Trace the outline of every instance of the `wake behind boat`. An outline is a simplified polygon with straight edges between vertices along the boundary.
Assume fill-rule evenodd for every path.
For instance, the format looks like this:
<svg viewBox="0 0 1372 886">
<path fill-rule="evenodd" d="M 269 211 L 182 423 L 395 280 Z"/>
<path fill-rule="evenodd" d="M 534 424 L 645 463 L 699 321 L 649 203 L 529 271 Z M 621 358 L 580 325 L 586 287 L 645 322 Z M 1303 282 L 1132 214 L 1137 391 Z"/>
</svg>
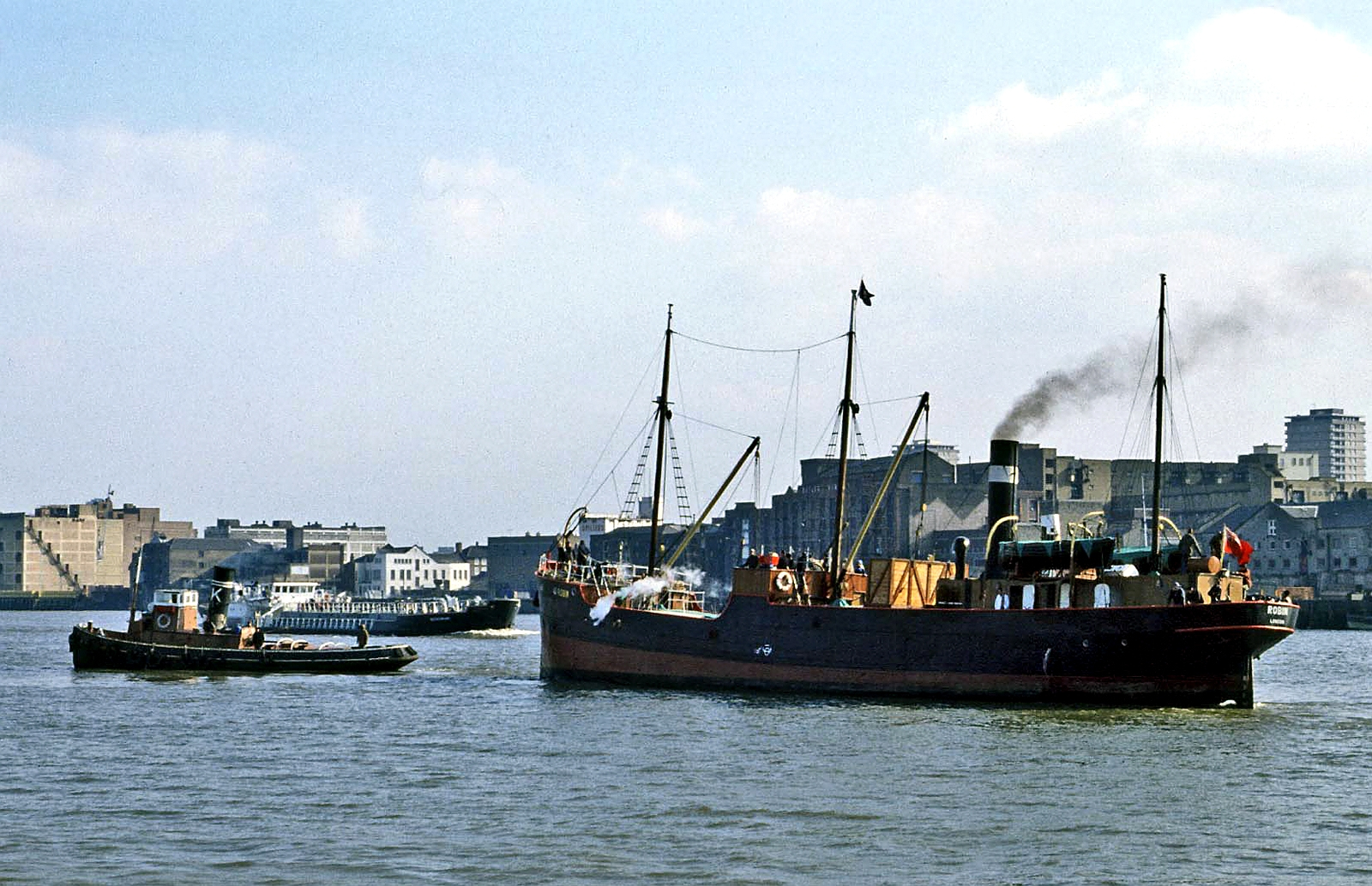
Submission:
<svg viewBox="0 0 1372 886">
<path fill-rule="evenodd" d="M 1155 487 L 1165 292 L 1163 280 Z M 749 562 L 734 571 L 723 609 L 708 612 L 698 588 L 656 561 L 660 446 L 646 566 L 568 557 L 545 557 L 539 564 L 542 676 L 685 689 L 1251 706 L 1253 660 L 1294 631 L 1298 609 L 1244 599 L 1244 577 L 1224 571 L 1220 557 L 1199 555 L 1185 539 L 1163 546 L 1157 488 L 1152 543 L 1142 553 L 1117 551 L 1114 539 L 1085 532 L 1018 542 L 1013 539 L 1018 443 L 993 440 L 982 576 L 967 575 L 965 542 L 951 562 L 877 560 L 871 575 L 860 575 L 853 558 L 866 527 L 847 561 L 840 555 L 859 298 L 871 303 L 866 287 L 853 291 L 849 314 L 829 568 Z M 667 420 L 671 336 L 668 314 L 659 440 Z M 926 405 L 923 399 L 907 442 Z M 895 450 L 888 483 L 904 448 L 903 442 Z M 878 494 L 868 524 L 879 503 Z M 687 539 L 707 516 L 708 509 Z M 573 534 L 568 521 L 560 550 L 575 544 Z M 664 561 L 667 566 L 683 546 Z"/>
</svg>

Task requirements ▸
Please reproduce the entries word for word, from their first line through the line containing "269 211 L 182", including both of those lines and nothing after them.

Problem solution ▸
Trace the outline of every instance of the `wake behind boat`. An outline is a simplified polygon with straight edges between vertices along the boundary.
Assume fill-rule evenodd for every path.
For instance, the format looks like this:
<svg viewBox="0 0 1372 886">
<path fill-rule="evenodd" d="M 269 211 L 182 423 L 395 280 Z"/>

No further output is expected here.